[Stored items]
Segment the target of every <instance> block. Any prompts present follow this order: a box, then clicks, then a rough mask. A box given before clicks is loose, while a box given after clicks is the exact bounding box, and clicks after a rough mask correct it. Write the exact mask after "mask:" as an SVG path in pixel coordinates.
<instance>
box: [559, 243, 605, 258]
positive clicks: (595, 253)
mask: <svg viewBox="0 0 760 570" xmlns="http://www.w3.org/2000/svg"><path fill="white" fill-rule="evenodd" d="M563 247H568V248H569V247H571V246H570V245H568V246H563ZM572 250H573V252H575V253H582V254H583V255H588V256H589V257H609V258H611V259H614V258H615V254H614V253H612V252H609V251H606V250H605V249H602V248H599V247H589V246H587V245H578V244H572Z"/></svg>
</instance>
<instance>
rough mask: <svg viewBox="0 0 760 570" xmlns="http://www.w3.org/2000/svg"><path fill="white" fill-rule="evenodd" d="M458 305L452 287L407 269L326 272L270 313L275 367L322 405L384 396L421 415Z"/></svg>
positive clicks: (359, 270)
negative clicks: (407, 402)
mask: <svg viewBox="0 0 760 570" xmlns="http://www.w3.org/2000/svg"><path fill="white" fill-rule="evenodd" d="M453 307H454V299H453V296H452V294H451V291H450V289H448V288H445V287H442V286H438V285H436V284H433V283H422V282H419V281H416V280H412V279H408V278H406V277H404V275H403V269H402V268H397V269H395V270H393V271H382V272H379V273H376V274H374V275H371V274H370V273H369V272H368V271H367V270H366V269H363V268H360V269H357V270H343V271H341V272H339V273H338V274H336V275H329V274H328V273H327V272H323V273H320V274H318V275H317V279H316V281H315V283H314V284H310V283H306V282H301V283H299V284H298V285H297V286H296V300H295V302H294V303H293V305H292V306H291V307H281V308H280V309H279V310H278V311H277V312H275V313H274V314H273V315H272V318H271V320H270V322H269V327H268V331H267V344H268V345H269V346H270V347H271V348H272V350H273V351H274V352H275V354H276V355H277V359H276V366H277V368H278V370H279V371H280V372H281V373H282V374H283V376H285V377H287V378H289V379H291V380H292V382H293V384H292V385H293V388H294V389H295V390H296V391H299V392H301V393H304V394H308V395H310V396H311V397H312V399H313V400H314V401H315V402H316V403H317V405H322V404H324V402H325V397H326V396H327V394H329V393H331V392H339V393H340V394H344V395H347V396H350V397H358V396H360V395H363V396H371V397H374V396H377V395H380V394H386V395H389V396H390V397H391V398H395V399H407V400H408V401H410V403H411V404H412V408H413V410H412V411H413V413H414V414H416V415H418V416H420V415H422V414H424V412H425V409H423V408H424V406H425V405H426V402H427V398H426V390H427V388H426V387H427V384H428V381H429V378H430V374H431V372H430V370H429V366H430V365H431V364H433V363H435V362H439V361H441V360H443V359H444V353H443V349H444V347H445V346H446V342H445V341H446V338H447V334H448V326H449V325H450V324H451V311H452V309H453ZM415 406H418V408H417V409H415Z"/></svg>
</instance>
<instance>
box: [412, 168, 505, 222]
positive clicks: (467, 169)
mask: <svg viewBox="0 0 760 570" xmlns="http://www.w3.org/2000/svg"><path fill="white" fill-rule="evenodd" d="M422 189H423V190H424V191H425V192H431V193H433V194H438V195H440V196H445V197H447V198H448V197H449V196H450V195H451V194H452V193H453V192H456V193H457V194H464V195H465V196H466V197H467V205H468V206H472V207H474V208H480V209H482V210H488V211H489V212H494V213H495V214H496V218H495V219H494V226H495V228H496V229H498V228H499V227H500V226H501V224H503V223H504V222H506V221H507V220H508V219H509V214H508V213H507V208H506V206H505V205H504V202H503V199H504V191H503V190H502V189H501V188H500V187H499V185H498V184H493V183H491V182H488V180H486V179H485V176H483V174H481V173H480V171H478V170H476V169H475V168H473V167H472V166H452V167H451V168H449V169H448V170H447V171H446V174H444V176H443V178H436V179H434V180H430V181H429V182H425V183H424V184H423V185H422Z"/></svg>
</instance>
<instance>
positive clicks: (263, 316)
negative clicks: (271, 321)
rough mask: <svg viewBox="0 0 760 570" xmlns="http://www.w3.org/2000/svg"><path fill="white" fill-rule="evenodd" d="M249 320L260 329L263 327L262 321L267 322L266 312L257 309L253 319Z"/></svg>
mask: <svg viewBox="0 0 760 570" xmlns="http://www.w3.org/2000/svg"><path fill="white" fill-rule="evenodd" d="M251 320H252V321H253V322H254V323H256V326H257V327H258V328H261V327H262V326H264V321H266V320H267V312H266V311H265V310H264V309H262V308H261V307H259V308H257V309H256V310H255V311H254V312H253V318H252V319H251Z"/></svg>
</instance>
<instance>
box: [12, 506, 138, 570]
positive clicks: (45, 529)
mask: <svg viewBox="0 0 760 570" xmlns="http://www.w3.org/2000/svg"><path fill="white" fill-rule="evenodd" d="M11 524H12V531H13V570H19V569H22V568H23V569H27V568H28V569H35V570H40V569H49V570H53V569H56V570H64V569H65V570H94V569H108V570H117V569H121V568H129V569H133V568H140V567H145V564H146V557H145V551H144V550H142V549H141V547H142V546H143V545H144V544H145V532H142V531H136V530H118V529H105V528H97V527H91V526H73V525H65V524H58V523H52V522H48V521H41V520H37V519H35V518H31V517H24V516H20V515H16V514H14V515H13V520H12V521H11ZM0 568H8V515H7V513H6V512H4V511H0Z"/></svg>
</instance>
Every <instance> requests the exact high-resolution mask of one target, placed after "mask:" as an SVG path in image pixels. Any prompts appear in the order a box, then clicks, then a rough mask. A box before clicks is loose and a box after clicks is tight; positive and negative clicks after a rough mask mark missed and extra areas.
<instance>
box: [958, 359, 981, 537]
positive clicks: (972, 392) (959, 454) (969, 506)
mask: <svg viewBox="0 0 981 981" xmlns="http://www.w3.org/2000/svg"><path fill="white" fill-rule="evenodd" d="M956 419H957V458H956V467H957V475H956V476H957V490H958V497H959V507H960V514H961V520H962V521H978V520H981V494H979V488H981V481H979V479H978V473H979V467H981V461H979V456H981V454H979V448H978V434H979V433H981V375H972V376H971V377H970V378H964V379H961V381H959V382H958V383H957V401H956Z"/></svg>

> [What you are asked to do] Copy every line of the data above, character for character, with nothing changed.

> [Task answer]
Segment the target of every <instance> block. Any prompts present follow this order: a box, then clicks, then a rough mask. A box given before clicks is loose, while a box given after clicks is the exact bounding box, and clicks after a rough mask correct it. Write the exact mask after "mask:" as an SVG path in pixel coordinates.
<instance>
box: [559, 243, 605, 258]
positive clicks: (595, 253)
mask: <svg viewBox="0 0 760 570" xmlns="http://www.w3.org/2000/svg"><path fill="white" fill-rule="evenodd" d="M563 247H568V248H569V247H571V246H570V245H568V246H563ZM572 250H573V252H575V253H582V254H583V255H588V256H589V257H609V258H611V259H614V258H615V254H614V253H612V252H609V251H606V250H605V249H602V248H599V247H589V246H587V245H578V244H572Z"/></svg>
</instance>
<instance>
rough mask: <svg viewBox="0 0 760 570" xmlns="http://www.w3.org/2000/svg"><path fill="white" fill-rule="evenodd" d="M458 305L452 287L407 269L326 272L270 313L275 367L322 405L384 396L421 415Z"/></svg>
positive clicks: (359, 270)
negative clicks: (407, 402)
mask: <svg viewBox="0 0 760 570" xmlns="http://www.w3.org/2000/svg"><path fill="white" fill-rule="evenodd" d="M453 307H454V299H453V296H452V294H451V291H450V289H448V288H445V287H442V286H438V285H436V284H433V283H422V282H419V281H416V280H412V279H408V278H406V277H404V275H403V269H402V268H397V269H395V270H393V271H382V272H379V273H376V274H374V275H371V274H370V273H369V272H368V271H367V270H366V269H363V268H360V269H357V270H343V271H341V272H339V273H338V274H336V275H329V274H328V273H327V272H323V273H320V274H318V275H317V279H316V281H315V283H314V284H310V283H306V282H301V283H299V284H298V285H297V286H296V300H295V302H294V303H293V305H292V306H291V307H281V308H280V309H279V310H278V311H277V312H275V313H274V314H273V315H272V318H271V320H270V322H269V327H268V331H267V344H268V345H269V346H270V347H271V348H272V350H273V351H274V352H275V354H276V355H277V359H276V366H277V368H278V370H279V371H280V372H281V373H282V374H283V376H285V377H287V378H289V379H291V380H292V382H293V384H292V385H293V388H294V389H295V390H296V391H299V392H301V393H304V394H308V395H310V396H311V397H312V399H313V400H314V401H315V402H316V403H317V405H322V404H324V402H325V397H326V396H327V394H329V393H331V392H339V393H340V394H344V395H347V396H350V397H358V396H360V395H363V396H371V397H374V396H377V395H380V394H386V395H389V396H390V397H391V398H395V399H407V400H408V401H410V403H411V404H412V408H413V410H412V411H413V413H414V414H416V415H418V416H420V415H422V414H424V412H425V409H423V408H424V406H425V405H426V402H427V398H426V390H427V388H426V387H427V384H428V381H429V378H430V374H431V372H430V370H429V366H430V365H431V364H433V363H435V362H439V361H441V360H443V359H444V353H443V349H444V347H445V346H446V342H445V341H446V338H447V334H448V326H449V325H450V324H451V311H452V309H453ZM415 406H418V408H417V409H415Z"/></svg>
</instance>
<instance>
box: [412, 168, 505, 222]
positive clicks: (467, 169)
mask: <svg viewBox="0 0 760 570" xmlns="http://www.w3.org/2000/svg"><path fill="white" fill-rule="evenodd" d="M422 189H423V190H424V191H425V192H431V193H433V194H438V195H440V196H445V197H447V198H448V197H449V196H450V195H451V194H452V193H453V192H456V193H457V194H464V195H465V196H466V197H467V205H468V206H472V207H474V208H480V209H482V210H488V211H489V212H494V213H495V214H496V218H495V219H494V226H495V228H496V229H498V228H499V227H500V226H501V224H503V223H504V222H506V221H507V220H508V219H509V214H508V213H507V208H506V206H505V205H504V202H503V199H504V191H503V190H502V189H501V188H500V187H499V185H498V184H493V183H491V182H488V180H486V179H485V176H483V174H481V173H480V171H478V170H476V169H475V168H473V167H472V166H452V167H451V168H449V169H448V170H447V171H446V174H444V176H443V178H436V179H434V180H430V181H429V182H425V183H424V184H423V185H422Z"/></svg>
</instance>
<instance>
positive clicks: (263, 316)
negative clicks: (271, 321)
rough mask: <svg viewBox="0 0 760 570" xmlns="http://www.w3.org/2000/svg"><path fill="white" fill-rule="evenodd" d="M249 320L260 329L263 327L262 321L267 322L266 312L257 309L253 319Z"/></svg>
mask: <svg viewBox="0 0 760 570" xmlns="http://www.w3.org/2000/svg"><path fill="white" fill-rule="evenodd" d="M251 320H252V321H253V322H254V323H256V326H257V327H258V328H261V327H262V326H264V321H266V320H267V312H266V311H265V310H264V309H262V308H261V307H259V308H257V309H256V310H255V311H254V312H253V318H252V319H251Z"/></svg>
</instance>
<instance>
box: [12, 506, 138, 570]
positive clicks: (45, 529)
mask: <svg viewBox="0 0 760 570" xmlns="http://www.w3.org/2000/svg"><path fill="white" fill-rule="evenodd" d="M11 524H12V531H13V570H19V569H22V568H23V569H27V568H28V569H35V570H40V569H49V570H53V569H56V570H64V569H65V570H94V569H108V570H117V569H121V568H129V569H133V568H140V567H145V564H146V557H145V551H144V550H142V549H141V547H142V546H143V545H144V544H145V532H142V531H136V530H118V529H105V528H97V527H91V526H73V525H65V524H58V523H52V522H48V521H41V520H37V519H35V518H31V517H24V516H20V515H16V514H14V515H13V520H12V521H11ZM0 568H8V515H7V513H6V512H4V511H0Z"/></svg>
</instance>
Every <instance> requests the exact high-resolution mask of one target, placed after "mask:" as an SVG path in image pixels. Any prompts appear in the order a box, then clicks, then a rough mask. A box before clicks is loose and a box after clicks is tight; positive and negative clicks after a rough mask mark missed and extra areas.
<instance>
box: [958, 359, 981, 537]
positive clicks: (972, 392) (959, 454) (969, 506)
mask: <svg viewBox="0 0 981 981" xmlns="http://www.w3.org/2000/svg"><path fill="white" fill-rule="evenodd" d="M956 419H957V458H956V467H957V475H956V476H957V490H958V497H959V507H960V514H961V520H962V521H978V520H981V494H979V488H981V481H979V479H978V473H979V467H981V461H979V456H981V454H979V448H978V434H979V433H981V375H972V376H971V377H970V378H964V379H961V381H959V382H958V383H957V401H956Z"/></svg>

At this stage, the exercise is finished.